- [SELECTED PASSAGE]:
## START

SECTION 1 "RESIGNATION": Any person may resign his or her position 
  by written resignation filed with the Secretary of the Foundation.  
 
SECTION 2 "MEMBERSHIP NOT TRANSFERABLE": Membership on the Board 
  of Directors, or any position as Officer of the Foundation, is not transferable 
  by assignment, inheritance, or by execution, bankruptcy, or other process of 
  law.  
 
SECTION 3 "EFFECT OF TERMINATION OF MEMBERSHIP ON BOARD OF DIRECTORS, 
  OR EXECUTIVE COMMITTEE, OR POSITION AS OFFICER OF THE FOUNDATION": Membership 
  on the Board of Directors, or the holding of any office in the Foundation, shall 
  cease and terminate upon the death of the member, upon his/her withdrawal as 
  provided in these Bylaws, upon the termination of membership, or office-holding 
  position, and, thereafter, neither the heirs not personal representative of 
  the deceased members, withdrawing or terminated members, or office-holders, 
  shall have any claim whatsoever upon the assets of the Foundation, or any claim 
  whatsoever arising out of said membership or the holding of said membership 
  or the holding of any office in the Foundation. No member of the Board of Directors, 
  or officer of the Foundation, either while such a member or officer, or upon 
  termination of membership or office, for any reason whatsoever, shall be entitled 
  to the return of any monies theretofore paid by her/him or advanced to the Foundation 
  as a contribution to the Foundation, or any station owned and operated by the 
  Foundation.  
 
SECTION 4 "NON-LIABILITY OF DIRECTORS": Directors shall not be personally 
  liable for the debts, liabilities, or other obligations of the corporation. 
   
 
SECTION 5 "INDEMNIFICATION BY CORPORATION OF DIRECTORS, OFFICERS, EMPLOYEES 
  AND OTHER AGENTS": To the extent that a person who is, or was, a Director, 
  officer, employee or other agent of this corporation has been successful on 
  the merits in defense of any civil, criminal, administrative or investigative 
  proceeding brought to procure a judgment against such person by reason of the 
  fact that he or she is, or was an agent of the corporation, or has been successful 
  in defense of any claim, issue or matter therein, such person shall be indemnified 
  against expenses actually and reasonably incurred by the person in connection 
  with such proceeding. If such person either settles any such claim or sustains 
  a judgment against him or her, then indemnification against expenses, judgments, 
  fines, settlements and other amounts reasonably incurred in connection with 
  such proceedings shall be provided by this corporation to the extent allowed 
  by, and in accordance with the requirements of, Section 5238 of the California 
  Non-Profit Public Benefit Corporation Law.  
SPOONER 
 
SECTION 1 "RESIGNATION": Any Director or Officer may resign his or 
  her position by written resignation filed with the Secretary of the Foundation.

## END

- [INSTRUCTION 1]: Filter the rows below and copy every line that contains the string "frame". Matching is case-sensitive.

- [SUPPLIED MATERIAL]:

## START

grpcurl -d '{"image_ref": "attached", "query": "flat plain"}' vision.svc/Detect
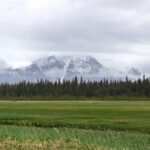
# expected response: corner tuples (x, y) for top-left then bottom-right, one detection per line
(0, 101), (150, 150)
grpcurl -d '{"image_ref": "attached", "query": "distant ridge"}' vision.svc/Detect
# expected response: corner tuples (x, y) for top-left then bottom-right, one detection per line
(0, 56), (142, 83)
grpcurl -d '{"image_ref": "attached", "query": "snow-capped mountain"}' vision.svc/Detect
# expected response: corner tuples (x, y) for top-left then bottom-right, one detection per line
(0, 56), (142, 83)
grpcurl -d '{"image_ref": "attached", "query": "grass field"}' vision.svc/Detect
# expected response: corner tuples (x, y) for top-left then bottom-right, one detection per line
(0, 101), (150, 150)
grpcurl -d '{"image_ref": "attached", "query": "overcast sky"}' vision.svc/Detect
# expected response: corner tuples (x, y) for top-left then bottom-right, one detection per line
(0, 0), (150, 72)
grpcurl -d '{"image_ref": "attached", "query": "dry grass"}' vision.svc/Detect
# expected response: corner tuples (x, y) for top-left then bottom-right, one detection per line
(0, 139), (110, 150)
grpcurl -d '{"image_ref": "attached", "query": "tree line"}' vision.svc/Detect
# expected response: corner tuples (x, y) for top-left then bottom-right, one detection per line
(0, 77), (150, 100)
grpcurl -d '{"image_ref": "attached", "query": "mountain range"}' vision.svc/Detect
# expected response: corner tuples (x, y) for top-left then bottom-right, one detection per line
(0, 56), (142, 83)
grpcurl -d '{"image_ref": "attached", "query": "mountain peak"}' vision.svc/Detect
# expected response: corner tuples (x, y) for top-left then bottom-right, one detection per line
(0, 55), (144, 83)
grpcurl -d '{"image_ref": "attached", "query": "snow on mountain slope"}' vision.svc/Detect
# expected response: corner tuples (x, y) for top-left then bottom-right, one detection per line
(0, 56), (141, 83)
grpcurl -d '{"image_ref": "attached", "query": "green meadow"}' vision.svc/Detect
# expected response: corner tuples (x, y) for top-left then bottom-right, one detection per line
(0, 101), (150, 150)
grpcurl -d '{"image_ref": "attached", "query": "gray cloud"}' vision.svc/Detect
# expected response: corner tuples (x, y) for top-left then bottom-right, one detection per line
(0, 0), (150, 72)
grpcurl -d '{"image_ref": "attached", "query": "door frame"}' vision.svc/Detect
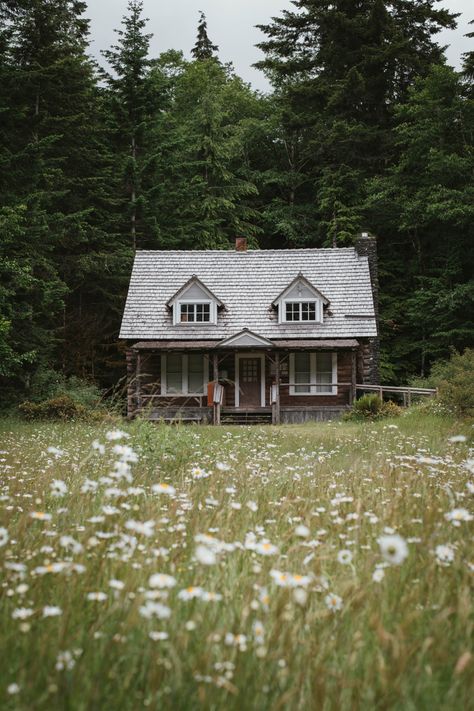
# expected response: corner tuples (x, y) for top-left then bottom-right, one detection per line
(235, 353), (265, 407)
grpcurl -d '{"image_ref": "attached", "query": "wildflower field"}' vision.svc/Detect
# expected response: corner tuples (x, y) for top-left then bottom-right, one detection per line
(0, 411), (474, 711)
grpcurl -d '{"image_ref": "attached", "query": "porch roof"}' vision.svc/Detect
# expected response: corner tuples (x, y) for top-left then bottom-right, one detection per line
(132, 338), (359, 351)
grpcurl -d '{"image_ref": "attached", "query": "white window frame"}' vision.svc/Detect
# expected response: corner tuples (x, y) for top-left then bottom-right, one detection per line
(173, 299), (217, 326)
(289, 351), (338, 397)
(161, 353), (209, 397)
(278, 298), (323, 325)
(235, 353), (266, 407)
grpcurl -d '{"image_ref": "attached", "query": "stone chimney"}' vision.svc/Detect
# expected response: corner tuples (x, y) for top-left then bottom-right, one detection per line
(354, 232), (380, 385)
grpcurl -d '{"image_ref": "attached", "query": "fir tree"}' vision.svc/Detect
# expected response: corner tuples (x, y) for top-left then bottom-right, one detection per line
(257, 0), (454, 244)
(191, 10), (219, 61)
(103, 0), (159, 249)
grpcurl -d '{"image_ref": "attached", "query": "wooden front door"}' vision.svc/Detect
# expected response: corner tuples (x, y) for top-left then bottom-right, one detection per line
(239, 356), (262, 407)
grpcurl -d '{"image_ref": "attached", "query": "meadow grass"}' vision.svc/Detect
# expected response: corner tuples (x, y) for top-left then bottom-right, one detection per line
(0, 410), (474, 711)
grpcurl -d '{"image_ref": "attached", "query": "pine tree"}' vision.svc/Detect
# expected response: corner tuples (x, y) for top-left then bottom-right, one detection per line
(154, 60), (259, 249)
(103, 0), (159, 249)
(191, 10), (219, 61)
(257, 0), (454, 244)
(369, 66), (474, 375)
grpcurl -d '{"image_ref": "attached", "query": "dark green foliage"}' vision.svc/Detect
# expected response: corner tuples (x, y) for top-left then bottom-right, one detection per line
(18, 395), (87, 420)
(430, 348), (474, 417)
(191, 12), (219, 61)
(0, 0), (474, 394)
(344, 393), (402, 420)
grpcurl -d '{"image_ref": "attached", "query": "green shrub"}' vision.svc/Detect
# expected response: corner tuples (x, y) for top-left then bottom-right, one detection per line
(344, 394), (402, 420)
(430, 348), (474, 417)
(18, 395), (88, 420)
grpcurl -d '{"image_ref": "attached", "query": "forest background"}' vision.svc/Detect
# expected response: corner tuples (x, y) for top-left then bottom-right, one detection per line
(0, 0), (474, 403)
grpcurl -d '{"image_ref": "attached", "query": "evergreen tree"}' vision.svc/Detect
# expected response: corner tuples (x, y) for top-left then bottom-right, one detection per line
(191, 10), (219, 61)
(257, 0), (454, 243)
(368, 66), (474, 375)
(103, 0), (159, 249)
(154, 60), (258, 249)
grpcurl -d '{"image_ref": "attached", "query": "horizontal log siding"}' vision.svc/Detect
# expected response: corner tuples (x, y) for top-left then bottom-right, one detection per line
(280, 351), (352, 408)
(219, 353), (235, 407)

## END

- [INSTRUCTION 2]:
Answer these questions from the bylaws excerpt:
(a) With whom must a written resignation be filed?
(b) According to Section 4, what are Directors not personally liable for?
(c) Which section of which law sets the extent of indemnification when a person settles a claim or sustains a judgment?

- [RESPONSE 1]:
grpcurl -d '{"image_ref": "attached", "query": "door frame"}' vision.svc/Detect
grpcurl -d '{"image_ref": "attached", "query": "white window frame"}' vision.svc/Detect

- [RESPONSE 2]:
(a) The Secretary of the Foundation.
(b) The debts, liabilities, or other obligations of the corporation.
(c) Section 5238 of the California Non-Profit Public Benefit Corporation Law.